**Your objective:** Copy the records below, swapping every "black trousers" for "dark jeans" and leaving everything else the same.

::: Data in this exercise

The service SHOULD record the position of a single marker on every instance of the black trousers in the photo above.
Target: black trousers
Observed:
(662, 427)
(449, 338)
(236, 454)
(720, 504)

::::::

**Response:**
The service SHOULD record the position of a single marker on every instance of the dark jeans in the photo above.
Target: dark jeans
Observed:
(662, 427)
(449, 338)
(236, 454)
(720, 504)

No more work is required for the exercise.